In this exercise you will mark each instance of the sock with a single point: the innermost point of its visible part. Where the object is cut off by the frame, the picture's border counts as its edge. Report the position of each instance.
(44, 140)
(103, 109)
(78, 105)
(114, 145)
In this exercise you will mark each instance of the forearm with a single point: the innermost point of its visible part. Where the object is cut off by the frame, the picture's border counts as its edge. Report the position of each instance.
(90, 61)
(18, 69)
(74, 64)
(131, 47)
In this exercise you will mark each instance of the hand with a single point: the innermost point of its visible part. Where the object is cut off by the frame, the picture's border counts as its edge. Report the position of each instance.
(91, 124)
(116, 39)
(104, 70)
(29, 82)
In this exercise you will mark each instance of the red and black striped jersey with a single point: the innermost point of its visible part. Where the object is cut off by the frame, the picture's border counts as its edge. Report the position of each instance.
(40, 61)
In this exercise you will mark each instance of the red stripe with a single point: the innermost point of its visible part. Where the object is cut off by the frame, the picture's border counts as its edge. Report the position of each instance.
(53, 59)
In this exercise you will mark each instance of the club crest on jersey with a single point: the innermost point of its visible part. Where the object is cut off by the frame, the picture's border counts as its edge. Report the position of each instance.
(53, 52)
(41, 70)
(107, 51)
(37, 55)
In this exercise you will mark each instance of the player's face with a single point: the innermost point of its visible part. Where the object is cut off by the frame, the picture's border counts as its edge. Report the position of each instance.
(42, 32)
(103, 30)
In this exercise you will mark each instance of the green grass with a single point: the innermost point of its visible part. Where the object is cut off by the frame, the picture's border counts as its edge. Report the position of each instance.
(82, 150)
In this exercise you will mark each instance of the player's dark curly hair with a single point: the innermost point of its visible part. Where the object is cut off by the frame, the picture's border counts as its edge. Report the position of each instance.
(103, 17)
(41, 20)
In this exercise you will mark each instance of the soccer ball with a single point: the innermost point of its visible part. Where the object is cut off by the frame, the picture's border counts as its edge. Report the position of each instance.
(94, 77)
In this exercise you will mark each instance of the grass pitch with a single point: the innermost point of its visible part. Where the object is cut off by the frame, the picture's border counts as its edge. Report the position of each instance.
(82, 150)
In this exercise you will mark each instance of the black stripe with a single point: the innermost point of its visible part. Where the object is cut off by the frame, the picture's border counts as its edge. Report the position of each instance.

+-------+

What to produce: Write out every entry again, keeping each line exactly the same.

Solution to the problem:
In this exercise you will mark each instance of the sock with a single point: the innermost point of its visible part. Where the object is cut off by the frame, the picture's border counts as its edge. Report the position of each instance.
(44, 140)
(103, 109)
(78, 105)
(114, 145)
In this exercise you will mark each instance of the forearm with a single point: the innermost point of its visible part. Where the object is cut off by the frame, the picture's border counts as its edge. Report the position of each instance.
(90, 61)
(18, 69)
(74, 64)
(131, 47)
In this exercise you will mark each instance of the hand with a single point: the innermost point of its visible part. Where the object is cut off by the frame, the picture's border counts as its edge. Report the position of each instance.
(91, 124)
(116, 39)
(104, 70)
(29, 82)
In this exercise you will mark each instance of the red and black striped jersey with a single point: the innermost point of its visible part. Where the object is cut off by the frame, the picture's border counts as its edge. Report the position of each instance.
(40, 61)
In this exercise you will mark each instance of the red stripe with a single point: the innermost point of its visible part. Where the object is cut off by the frame, the picture's border counts as its edge. Report the position of each instance.
(53, 59)
In this exercise you will mark each instance of the club crest on jersey with a single point: the innermost point of its visible part. Where the object is cut off by the frame, the picture's border counts as its edge. Report the position of each instance.
(53, 52)
(41, 70)
(107, 51)
(37, 55)
In this exercise you will mark each instance of the player's face with a single point: the innermost point of its visible part. Where the object is cut off by the frame, the picture's border counts as its edge. Report the position of each instance.
(42, 32)
(103, 30)
In this exercise you will mark each instance of the green grass with a single point: the innermost point of its visible part. Where the object is cut off by the frame, the picture's border counts as its edge. Report the position of each instance.
(82, 150)
In this exercise you will mark each instance of the player's dark curly hair with a single point: the innermost point of its visible part. Where the object is cut off by the frame, the picture's border counts as its edge. Report the position of each instance.
(103, 17)
(41, 20)
In this exercise you will mark each instance of the soccer ball with a single point: the innermost point of its visible part. Where the object is cut off by the frame, the picture's border counts as its edge. Report the position of each instance.
(94, 77)
In this exercise you will mark each instance of the grass pitch with a single point: the innermost point of its visible part. Where the object is cut off by the frame, the picture's border counts as its edge. Report the position of each instance.
(82, 150)
In this exercise you will mark each instance of the black stripe with a single point: the innermost point of its visible part. Where the object is cut off by the frame, the picture's border counts as its edge. Report the position of each instance.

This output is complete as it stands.